──────── ENTRIES SUPPLIED ────────

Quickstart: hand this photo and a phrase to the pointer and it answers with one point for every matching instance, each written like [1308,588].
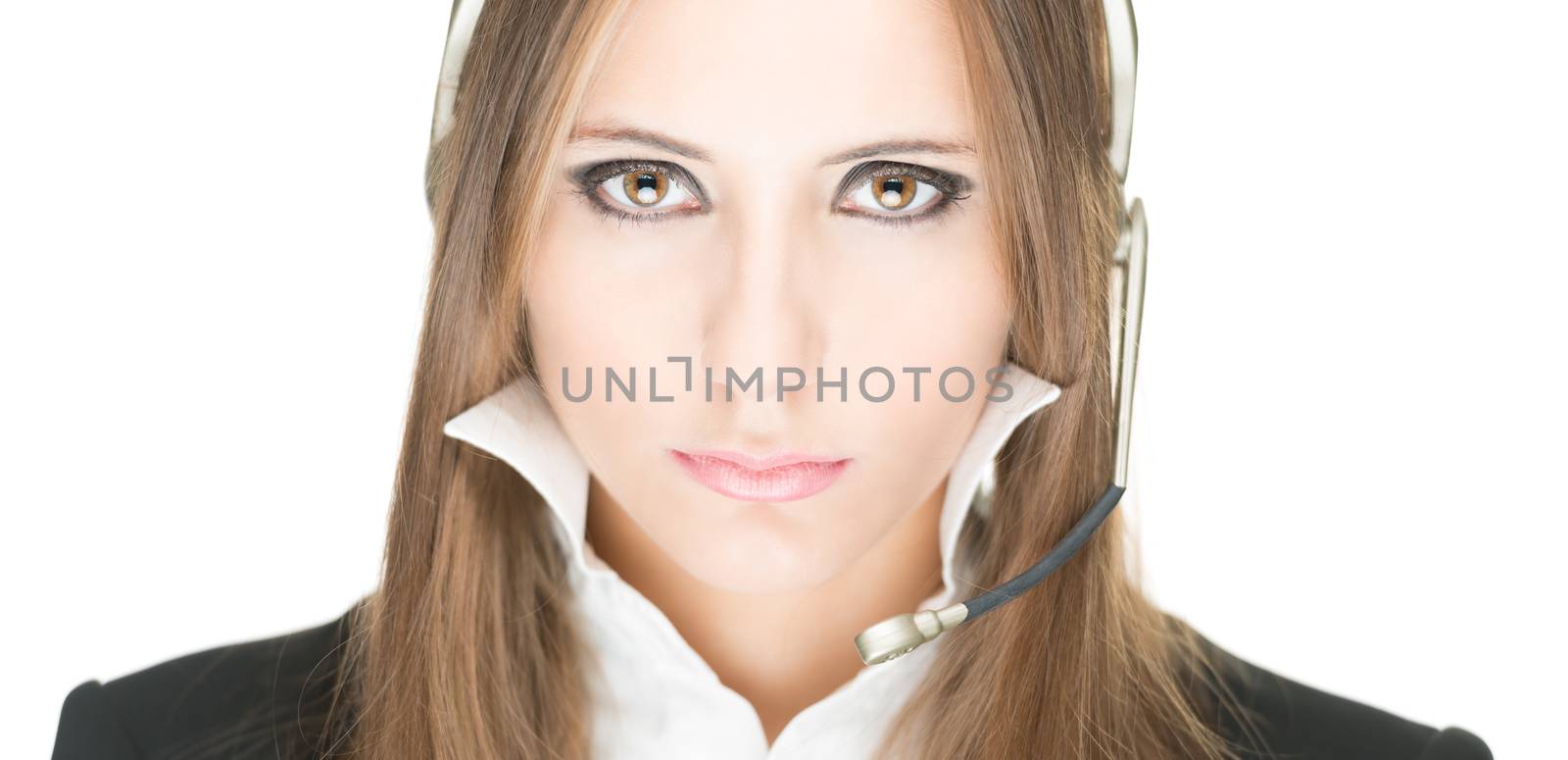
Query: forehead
[789,78]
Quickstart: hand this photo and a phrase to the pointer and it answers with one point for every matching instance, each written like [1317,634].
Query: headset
[901,634]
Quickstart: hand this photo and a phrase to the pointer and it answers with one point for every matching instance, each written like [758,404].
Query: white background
[1350,401]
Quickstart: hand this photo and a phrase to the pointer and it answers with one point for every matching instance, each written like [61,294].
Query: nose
[764,308]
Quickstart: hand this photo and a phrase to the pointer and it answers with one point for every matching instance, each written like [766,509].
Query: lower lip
[784,482]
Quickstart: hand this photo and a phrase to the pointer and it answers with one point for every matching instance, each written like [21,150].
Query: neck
[807,634]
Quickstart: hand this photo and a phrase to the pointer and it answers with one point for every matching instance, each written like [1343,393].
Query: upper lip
[760,462]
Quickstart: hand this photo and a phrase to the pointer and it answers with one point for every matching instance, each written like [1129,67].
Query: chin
[760,555]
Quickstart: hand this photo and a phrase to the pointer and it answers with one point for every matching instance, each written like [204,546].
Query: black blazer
[264,699]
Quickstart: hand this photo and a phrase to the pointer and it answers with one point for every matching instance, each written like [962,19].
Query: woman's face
[770,185]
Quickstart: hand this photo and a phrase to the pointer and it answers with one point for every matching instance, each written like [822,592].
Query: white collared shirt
[655,696]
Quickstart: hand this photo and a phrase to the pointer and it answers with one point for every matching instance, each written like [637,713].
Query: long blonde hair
[470,647]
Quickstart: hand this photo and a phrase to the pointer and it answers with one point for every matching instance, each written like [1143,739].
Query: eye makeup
[937,190]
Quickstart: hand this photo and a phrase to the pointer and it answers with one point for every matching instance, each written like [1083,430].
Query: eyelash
[953,188]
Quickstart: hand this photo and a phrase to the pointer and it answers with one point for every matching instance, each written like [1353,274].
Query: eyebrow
[639,135]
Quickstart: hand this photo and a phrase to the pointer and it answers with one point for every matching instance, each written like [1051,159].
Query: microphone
[901,634]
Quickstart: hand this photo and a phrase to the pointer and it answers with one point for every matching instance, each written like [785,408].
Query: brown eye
[645,187]
[894,192]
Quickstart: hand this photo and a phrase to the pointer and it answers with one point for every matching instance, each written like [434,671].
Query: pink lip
[747,478]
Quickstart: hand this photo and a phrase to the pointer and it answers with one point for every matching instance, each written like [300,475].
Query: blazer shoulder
[248,699]
[1282,718]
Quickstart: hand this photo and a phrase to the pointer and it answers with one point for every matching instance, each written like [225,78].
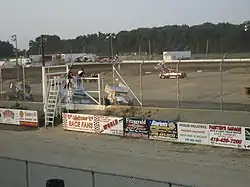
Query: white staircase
[51,104]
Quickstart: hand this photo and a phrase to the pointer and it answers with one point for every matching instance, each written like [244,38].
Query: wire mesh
[108,180]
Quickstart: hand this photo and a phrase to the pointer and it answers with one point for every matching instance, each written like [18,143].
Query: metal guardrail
[23,173]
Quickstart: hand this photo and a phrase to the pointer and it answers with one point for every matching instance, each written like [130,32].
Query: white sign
[111,125]
[193,133]
[18,117]
[226,136]
[9,116]
[246,140]
[79,122]
[28,118]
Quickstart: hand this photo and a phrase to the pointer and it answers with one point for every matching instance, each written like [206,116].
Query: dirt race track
[198,90]
[187,164]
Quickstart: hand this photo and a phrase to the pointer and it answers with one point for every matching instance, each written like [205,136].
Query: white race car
[172,74]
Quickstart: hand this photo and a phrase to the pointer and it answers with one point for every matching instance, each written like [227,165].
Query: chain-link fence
[23,173]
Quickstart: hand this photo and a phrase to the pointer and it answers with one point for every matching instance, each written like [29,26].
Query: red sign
[78,122]
[226,136]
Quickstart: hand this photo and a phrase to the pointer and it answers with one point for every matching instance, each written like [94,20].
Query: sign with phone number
[226,136]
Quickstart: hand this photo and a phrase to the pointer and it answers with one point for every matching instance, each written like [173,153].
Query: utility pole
[149,49]
[14,39]
[42,50]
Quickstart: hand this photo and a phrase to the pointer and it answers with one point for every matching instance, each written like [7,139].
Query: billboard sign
[226,136]
[193,133]
[136,127]
[163,130]
[111,125]
[246,140]
[78,122]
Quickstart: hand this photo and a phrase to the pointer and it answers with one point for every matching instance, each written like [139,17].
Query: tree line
[204,38]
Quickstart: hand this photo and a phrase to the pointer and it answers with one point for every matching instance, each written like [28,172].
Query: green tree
[221,37]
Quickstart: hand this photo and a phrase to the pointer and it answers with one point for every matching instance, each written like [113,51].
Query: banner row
[206,134]
[18,117]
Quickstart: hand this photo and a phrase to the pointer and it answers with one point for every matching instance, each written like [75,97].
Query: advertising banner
[111,125]
[193,133]
[79,122]
[136,128]
[246,140]
[28,118]
[163,130]
[226,136]
[9,116]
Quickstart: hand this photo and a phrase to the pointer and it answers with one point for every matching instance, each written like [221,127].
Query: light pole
[111,37]
[141,83]
[14,39]
[221,83]
[42,50]
[178,84]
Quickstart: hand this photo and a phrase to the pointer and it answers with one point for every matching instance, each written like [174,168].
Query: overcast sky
[70,18]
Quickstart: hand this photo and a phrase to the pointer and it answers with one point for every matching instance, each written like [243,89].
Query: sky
[71,18]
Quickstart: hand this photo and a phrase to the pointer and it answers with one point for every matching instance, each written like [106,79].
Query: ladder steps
[52,101]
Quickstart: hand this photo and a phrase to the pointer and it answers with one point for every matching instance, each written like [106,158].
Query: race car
[171,74]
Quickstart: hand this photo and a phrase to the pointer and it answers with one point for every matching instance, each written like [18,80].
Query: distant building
[61,57]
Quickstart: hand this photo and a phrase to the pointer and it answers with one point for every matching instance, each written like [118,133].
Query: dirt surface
[188,164]
[198,90]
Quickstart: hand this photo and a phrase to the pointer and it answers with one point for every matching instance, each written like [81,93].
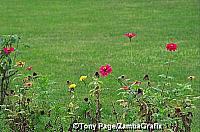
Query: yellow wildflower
[82,78]
[72,86]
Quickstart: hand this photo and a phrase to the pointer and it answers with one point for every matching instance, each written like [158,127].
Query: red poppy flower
[125,87]
[29,68]
[8,50]
[130,35]
[105,70]
[171,47]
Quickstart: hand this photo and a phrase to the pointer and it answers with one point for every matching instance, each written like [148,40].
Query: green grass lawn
[69,38]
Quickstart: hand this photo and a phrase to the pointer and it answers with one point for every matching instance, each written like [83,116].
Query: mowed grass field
[69,38]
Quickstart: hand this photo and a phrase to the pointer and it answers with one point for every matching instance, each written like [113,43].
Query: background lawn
[69,38]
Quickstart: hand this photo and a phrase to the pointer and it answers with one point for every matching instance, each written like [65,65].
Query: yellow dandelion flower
[72,86]
[82,78]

────────

Return, with no change at all, every line in the entries above from the line containing "Query: tree line" through the line containing "written like [18,80].".

Query: tree line
[204,38]
Quickstart: hand this photo and a phrase to the pointer and it answers with one point for every matching instance, each written like [28,172].
Query: green tree
[221,37]
Quickstart: hand this photo and a phrase to the pointer and it answers with one point for every matching instance, each written like [113,51].
Query: banner row
[206,134]
[18,117]
Quickstart: hand this photo and a phrase to the pointer and it answers with one point for every matching instance, each written like [75,97].
Query: advertising banner
[111,125]
[193,133]
[79,122]
[136,128]
[246,140]
[28,118]
[163,130]
[226,136]
[9,116]
Quickstart: hand this photo and a phrase to the pointer and it answers with one point for every matching instance, each written like [221,127].
Query: light pole
[111,37]
[141,83]
[14,39]
[221,83]
[42,50]
[178,84]
Quickstart: hand this photo and a phrase to the pointer and it answers with one point for every matching instance, each written like [174,168].
Query: overcast sky
[70,18]
Quickstart: hand this photo and a phrase to the pointer and it answers with one point for every matching instance, each written like [243,89].
Query: sky
[71,18]
Quickstart: hand this photo and a phrase to the pointer and it answers with one point for every matching instance, each written like [106,79].
Query: ladder steps
[52,101]
Quickstart: hand this photo and a phrase to the pointer and it answers with one point for every matching instance, each written like [106,158].
Query: race car
[171,74]
Quickstart: hand this photo and a phrase to the pointer and it answers with one point for every matching instance, each written like [18,80].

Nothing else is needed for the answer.